### Estratto della pagina
Quando leggete Marco Polo siete molto stupiti e anche molto annoiati dal fatto che le indicazioni sono assolutamente istruzioni di viaggio: ci sono 5 chilometri poi dovete voltare a destra… qui vendono della seta e costa tot… sono idoli e quindi state attenti… no, questi sono maomettani…Quando finalmente c’è il ricevimento presso il Khan o una grande battaglia, tutti hanno dimenticato queste istruzioni e nella soddisfazione perdono anche di vista che Rusticiano, che ha scritto il testo di Marco Polo, era un francese autore di Chanson de geste e quindi, guarda caso, il ricevimento alla corte del Gran Khan somiglia in modo irresistibile ai ricevimenti di Carlo Magno. Abbiamo allora delle istruzioni di viaggio che leggiamo come una rappresentazione. Credo che l’esperienza del misreading sia allora molto interessante e produttiva. Ma ce ne sono delle altre che funzionano esattamente al contrario. È il tentativo di Greimas di leggere la ricetta della zuppa al pesto che lui include tra i “testi programmatori” che sono “manifestazioni di competenze attualizzate”. Sono testi in cui non c’è manipolazione, voi volete già fare la zuppa sennò non avreste letto la ricetta, siamo già d’accordo, vi viene soltanto detto come si fa, vi viene fornita una strategia di programmazione e questa strategia di programmazione è omologabile ad una strategia narrativa tradizionale. Dentro al comune contratto c’è un destinante programmatore che si rivolge a un destinatario realizzatore che deve compiere delle operazioni sulle quali Greimas non ha niente da dire, in altre parole ci dice solo come è organizzato il testo.

### Dati forniti
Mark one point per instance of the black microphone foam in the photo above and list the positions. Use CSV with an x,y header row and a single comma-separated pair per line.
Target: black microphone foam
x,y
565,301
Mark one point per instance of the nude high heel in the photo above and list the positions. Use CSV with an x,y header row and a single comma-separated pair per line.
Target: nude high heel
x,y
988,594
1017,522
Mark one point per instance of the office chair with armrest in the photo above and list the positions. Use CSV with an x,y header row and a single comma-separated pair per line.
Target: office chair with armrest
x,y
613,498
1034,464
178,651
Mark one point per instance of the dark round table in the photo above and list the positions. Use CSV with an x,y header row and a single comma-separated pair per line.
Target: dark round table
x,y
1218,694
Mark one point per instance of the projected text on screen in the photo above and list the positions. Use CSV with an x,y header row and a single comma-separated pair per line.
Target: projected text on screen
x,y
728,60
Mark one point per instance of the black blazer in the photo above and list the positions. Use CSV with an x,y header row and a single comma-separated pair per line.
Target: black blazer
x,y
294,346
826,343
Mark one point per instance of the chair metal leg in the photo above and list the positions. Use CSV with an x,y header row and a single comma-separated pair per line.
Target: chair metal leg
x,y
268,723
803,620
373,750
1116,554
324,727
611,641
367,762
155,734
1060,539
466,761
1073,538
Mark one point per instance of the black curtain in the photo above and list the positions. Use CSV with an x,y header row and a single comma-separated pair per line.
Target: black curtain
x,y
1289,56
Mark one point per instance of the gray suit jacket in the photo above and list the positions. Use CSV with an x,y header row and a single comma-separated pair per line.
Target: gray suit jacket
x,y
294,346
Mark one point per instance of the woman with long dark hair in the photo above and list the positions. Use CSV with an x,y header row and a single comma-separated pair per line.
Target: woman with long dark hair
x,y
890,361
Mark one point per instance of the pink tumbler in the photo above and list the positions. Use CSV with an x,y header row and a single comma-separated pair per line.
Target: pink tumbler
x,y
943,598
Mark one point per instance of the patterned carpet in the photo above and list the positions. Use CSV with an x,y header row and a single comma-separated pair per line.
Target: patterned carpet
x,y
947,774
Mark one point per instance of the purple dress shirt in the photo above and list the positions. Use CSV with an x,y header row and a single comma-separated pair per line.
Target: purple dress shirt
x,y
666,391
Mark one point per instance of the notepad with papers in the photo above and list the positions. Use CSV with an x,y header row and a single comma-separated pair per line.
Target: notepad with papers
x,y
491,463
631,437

### Compiti richiesti
**a)** Riassumi l'estratto in due frasi.
**b)** Spiega perché, secondo l'estratto, nella ricetta della zuppa al pesto non c'è manipolazione.
Le righe provengono da un'altra fonte.

### Soluzioni ai compiti
**a)** Il libro di Marco Polo è fatto di istruzioni di viaggio, ma i lettori le dimenticano davanti al ricevimento presso il Khan, che somiglia ai ricevimenti di Carlo Magno perché il testo fu scritto da Rusticiano, autore francese di Chanson de geste: così le istruzioni vengono lette come una rappresentazione, un misreading giudicato interessante e produttivo. All'opposto, Greimas tratta la ricetta della zuppa al pesto come un "testo programmatore" privo di manipolazione, la cui strategia di programmazione è omologabile a una strategia narrativa tradizionale.

**b)** Chi legge la ricetta vuole già fare la zuppa, altrimenti non l'avrebbe letta, quindi l'accordo c'è già. Il testo si limita a dire come si fa, fornendo una strategia di programmazione.